=== What you need to do ===
From the line containing "Where can you see the mountain" down to the last line of the records below, copy every line exactly. Leave out everything before it.

=== Given records ===
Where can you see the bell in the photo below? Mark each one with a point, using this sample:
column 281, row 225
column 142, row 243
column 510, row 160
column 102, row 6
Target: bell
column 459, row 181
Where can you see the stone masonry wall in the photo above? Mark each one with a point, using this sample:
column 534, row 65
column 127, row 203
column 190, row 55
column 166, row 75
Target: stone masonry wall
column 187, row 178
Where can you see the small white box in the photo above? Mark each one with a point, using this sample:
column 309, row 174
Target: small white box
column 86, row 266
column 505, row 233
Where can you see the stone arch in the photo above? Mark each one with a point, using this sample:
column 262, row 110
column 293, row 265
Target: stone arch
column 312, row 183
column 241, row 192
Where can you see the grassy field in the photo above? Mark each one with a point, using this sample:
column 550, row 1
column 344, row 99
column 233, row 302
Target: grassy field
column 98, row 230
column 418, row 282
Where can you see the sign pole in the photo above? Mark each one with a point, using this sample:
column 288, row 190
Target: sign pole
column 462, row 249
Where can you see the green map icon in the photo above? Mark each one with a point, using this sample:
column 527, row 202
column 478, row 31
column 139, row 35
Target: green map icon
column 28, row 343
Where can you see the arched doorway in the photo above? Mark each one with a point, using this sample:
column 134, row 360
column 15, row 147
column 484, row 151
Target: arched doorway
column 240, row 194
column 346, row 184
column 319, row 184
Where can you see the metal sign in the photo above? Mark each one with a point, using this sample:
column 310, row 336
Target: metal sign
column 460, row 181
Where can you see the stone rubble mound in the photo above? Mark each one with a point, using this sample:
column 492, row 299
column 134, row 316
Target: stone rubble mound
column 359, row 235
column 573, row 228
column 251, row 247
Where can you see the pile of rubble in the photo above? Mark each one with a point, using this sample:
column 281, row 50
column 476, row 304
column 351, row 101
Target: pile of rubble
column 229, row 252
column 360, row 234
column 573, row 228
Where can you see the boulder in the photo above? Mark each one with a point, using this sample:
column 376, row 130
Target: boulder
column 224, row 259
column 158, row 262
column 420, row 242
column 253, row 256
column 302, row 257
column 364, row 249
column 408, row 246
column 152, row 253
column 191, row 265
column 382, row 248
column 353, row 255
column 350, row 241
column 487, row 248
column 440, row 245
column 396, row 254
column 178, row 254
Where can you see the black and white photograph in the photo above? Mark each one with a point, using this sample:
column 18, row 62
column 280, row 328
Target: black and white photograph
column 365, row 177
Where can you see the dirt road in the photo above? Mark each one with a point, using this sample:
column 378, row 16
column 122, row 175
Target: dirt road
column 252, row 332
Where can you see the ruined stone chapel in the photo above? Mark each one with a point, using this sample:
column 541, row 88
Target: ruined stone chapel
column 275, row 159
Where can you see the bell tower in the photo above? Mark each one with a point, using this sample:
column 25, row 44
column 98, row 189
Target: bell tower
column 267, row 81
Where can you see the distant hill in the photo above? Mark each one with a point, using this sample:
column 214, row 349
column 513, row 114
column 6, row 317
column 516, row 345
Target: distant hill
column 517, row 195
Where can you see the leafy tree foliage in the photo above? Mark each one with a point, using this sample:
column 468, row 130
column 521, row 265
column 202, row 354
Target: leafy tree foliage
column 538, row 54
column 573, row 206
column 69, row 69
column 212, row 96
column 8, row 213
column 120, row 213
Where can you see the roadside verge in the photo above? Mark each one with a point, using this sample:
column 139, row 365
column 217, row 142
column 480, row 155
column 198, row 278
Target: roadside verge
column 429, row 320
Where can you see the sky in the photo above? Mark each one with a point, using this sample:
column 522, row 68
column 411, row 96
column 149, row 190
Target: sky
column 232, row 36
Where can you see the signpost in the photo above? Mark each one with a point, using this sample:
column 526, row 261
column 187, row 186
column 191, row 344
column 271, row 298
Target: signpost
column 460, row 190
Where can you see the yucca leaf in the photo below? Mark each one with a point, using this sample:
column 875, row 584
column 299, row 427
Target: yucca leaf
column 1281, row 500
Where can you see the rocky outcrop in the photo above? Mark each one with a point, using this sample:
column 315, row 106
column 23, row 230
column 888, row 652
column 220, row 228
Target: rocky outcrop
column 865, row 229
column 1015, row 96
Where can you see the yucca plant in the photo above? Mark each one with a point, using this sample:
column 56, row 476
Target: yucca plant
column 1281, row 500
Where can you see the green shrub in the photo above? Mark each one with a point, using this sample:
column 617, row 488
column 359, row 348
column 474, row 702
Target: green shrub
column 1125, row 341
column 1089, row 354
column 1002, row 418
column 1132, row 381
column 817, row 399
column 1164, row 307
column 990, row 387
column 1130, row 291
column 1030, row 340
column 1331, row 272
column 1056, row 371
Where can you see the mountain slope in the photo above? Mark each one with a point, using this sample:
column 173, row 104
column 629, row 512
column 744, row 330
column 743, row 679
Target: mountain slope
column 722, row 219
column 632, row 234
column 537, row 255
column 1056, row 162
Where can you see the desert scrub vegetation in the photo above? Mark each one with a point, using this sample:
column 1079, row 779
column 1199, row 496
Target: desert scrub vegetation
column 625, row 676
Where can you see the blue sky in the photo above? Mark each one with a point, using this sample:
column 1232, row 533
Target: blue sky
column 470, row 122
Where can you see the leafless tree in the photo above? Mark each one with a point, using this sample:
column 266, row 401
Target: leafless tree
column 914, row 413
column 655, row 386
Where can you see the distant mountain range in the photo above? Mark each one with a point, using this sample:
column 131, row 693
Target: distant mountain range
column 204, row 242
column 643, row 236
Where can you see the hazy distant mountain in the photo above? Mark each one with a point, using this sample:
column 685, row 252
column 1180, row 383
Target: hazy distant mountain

=== Written solution ===
Where can you see the mountain slope in the photo above? Mark each one with a point, using this sample:
column 173, row 104
column 629, row 512
column 744, row 330
column 743, row 679
Target: mountain slope
column 722, row 219
column 632, row 234
column 537, row 255
column 1056, row 162
Where can you see the desert scrub vegetation in the photo above? Mark each one with a point, using this sample:
column 1079, row 779
column 1199, row 496
Target: desert scrub vegetation
column 625, row 676
Where can you see the blue sky in the photo above? Mark each one with a point, using this sample:
column 1232, row 533
Target: blue sky
column 470, row 122
Where can you see the leafless tree in the photo above? Mark each one with a point, using this sample:
column 266, row 401
Target: leafless tree
column 914, row 413
column 655, row 386
Where can you see the distant mountain range in the photo above? Mark each one with a point, using this sample:
column 131, row 693
Target: distant mountain range
column 204, row 242
column 643, row 236
Where can you see the hazy distant mountain in the photo above? Mark each one with a point, using this sample:
column 685, row 252
column 1180, row 383
Target: hazy distant mountain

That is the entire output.